ENTRIES SUPPLIED:

◆ ◆ ◆ ◆

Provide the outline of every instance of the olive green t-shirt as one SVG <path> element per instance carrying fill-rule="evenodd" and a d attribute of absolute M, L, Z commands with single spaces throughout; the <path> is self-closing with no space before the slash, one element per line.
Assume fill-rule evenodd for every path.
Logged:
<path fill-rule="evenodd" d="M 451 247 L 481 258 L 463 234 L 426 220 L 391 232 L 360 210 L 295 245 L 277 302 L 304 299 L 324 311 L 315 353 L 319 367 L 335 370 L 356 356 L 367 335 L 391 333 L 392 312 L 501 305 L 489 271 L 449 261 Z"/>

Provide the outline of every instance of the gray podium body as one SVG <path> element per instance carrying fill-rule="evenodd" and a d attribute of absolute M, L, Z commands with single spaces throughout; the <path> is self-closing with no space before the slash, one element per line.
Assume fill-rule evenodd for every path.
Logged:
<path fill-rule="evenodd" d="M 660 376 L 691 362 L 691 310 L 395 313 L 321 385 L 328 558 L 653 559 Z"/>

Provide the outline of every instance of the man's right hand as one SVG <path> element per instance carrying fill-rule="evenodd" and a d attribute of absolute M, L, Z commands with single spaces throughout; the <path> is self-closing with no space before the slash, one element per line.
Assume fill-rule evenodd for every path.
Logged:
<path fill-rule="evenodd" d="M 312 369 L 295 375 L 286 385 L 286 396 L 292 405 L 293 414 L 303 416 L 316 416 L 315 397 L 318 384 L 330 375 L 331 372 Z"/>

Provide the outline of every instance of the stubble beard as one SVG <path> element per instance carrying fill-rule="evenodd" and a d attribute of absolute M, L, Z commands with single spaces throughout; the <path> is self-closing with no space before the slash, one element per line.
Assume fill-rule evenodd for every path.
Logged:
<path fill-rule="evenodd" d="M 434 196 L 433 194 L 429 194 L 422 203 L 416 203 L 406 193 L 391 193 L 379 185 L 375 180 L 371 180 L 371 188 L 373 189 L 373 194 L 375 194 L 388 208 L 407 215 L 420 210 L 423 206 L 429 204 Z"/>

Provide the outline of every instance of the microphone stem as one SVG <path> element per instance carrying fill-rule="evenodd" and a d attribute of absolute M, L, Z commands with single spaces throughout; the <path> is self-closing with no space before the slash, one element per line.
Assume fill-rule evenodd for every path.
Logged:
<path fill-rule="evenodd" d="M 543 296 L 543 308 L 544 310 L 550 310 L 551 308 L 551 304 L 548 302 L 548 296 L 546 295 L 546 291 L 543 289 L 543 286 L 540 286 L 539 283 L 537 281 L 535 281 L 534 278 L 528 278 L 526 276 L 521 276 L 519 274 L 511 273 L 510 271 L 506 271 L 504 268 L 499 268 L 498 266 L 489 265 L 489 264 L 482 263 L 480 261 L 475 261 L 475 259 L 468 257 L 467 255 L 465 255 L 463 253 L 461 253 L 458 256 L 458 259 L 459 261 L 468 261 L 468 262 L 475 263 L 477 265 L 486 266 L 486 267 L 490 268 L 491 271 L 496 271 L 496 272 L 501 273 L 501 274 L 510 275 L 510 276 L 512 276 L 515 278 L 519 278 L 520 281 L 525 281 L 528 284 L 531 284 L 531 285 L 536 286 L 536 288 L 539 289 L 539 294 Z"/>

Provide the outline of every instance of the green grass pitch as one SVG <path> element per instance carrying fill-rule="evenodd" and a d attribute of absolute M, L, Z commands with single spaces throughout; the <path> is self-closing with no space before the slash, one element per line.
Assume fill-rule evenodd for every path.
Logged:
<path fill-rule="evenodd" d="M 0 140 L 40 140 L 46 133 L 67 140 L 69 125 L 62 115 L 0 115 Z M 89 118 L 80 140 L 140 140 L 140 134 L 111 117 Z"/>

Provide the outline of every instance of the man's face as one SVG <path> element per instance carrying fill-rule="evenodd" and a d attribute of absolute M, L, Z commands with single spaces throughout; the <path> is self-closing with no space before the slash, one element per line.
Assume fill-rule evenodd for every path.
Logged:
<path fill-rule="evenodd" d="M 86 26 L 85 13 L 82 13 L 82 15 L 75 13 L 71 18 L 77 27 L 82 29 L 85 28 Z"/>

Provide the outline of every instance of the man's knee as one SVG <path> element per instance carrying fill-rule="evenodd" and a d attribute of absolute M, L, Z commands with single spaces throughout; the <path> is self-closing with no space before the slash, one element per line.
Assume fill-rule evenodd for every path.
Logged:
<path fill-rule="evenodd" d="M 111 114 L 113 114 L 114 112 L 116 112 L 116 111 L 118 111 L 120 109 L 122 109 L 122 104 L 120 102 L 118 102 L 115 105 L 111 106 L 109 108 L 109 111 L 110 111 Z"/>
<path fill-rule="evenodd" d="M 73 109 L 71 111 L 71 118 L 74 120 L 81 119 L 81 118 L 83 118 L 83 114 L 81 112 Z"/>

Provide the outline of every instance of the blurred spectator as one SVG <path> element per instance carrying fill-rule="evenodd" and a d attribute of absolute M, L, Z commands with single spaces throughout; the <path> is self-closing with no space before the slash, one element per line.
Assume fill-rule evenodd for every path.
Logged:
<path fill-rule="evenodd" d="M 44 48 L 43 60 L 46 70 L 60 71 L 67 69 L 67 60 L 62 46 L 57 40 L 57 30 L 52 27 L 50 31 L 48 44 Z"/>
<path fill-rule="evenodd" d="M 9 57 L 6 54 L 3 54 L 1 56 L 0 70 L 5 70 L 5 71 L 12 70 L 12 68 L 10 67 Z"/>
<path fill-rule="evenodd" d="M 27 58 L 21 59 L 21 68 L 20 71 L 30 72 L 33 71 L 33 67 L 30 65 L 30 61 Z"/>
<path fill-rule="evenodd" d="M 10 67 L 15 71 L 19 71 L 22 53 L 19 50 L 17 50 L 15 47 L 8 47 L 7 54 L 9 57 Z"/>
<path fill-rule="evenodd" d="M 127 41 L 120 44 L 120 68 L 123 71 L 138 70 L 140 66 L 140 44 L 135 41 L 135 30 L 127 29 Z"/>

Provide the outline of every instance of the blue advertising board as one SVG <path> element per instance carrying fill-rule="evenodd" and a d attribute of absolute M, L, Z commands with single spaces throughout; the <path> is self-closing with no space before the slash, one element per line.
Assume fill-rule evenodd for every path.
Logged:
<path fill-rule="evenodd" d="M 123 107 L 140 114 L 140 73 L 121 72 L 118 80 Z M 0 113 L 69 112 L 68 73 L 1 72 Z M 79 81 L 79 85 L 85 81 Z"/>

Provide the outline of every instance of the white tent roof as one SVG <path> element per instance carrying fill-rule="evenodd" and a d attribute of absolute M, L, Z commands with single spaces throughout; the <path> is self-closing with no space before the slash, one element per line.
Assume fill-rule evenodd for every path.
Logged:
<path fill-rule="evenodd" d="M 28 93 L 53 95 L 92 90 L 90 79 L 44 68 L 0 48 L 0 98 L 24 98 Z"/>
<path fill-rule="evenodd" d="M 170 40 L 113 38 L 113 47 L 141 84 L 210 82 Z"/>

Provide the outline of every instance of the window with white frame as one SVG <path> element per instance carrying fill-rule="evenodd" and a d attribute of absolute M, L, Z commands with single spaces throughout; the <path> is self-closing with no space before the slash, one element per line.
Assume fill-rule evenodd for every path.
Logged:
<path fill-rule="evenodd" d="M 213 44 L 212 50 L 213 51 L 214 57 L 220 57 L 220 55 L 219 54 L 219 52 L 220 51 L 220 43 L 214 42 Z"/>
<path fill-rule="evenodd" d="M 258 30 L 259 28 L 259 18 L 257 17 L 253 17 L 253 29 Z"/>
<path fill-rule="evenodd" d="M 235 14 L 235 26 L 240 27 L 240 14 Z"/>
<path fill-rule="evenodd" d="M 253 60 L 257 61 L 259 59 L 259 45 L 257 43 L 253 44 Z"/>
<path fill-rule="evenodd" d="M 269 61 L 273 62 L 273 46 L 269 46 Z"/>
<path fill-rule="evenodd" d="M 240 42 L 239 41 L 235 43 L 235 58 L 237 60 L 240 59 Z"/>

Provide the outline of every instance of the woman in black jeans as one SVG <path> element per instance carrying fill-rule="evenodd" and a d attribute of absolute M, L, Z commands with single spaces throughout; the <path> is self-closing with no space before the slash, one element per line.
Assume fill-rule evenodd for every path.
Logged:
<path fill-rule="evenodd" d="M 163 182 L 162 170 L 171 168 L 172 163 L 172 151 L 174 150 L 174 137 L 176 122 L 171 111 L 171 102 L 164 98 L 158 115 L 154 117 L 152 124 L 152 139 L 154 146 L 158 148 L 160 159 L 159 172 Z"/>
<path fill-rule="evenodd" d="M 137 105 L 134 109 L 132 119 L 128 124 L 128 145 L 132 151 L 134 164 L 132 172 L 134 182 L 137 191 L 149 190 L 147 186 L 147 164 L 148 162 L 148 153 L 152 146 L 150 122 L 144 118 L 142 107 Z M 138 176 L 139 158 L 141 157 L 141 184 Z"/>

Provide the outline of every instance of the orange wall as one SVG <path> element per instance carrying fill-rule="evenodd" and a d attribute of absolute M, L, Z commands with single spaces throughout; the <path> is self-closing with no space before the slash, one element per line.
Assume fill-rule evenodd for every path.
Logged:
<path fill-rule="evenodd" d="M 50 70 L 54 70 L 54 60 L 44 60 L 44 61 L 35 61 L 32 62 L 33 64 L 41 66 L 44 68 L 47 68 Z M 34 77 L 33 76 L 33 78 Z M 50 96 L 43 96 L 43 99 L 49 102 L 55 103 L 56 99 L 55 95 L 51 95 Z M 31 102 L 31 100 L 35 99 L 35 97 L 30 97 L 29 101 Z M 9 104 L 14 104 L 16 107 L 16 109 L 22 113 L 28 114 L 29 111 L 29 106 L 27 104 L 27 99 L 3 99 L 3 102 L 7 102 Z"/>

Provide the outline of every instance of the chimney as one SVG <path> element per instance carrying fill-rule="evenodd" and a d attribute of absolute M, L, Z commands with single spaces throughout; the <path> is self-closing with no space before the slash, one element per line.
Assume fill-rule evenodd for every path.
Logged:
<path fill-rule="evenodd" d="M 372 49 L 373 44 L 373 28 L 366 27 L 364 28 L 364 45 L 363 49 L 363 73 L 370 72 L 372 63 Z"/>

◆ ◆ ◆ ◆

DIRECTION: Each line from the one containing "Provide the outline of every instance of the chimney" to the final line of the entries above must be returned exactly, and no other line may appear.

EXPECTED OUTPUT:
Provide the outline of every instance of the chimney as one SVG <path> element per instance carrying fill-rule="evenodd" and a d attribute of absolute M, L, Z commands with single spaces throughout; the <path> is self-closing with no space before the slash, one element per line.
Assume fill-rule evenodd for every path.
Logged:
<path fill-rule="evenodd" d="M 372 49 L 373 44 L 373 28 L 366 27 L 364 28 L 364 45 L 363 49 L 363 73 L 370 72 L 372 63 Z"/>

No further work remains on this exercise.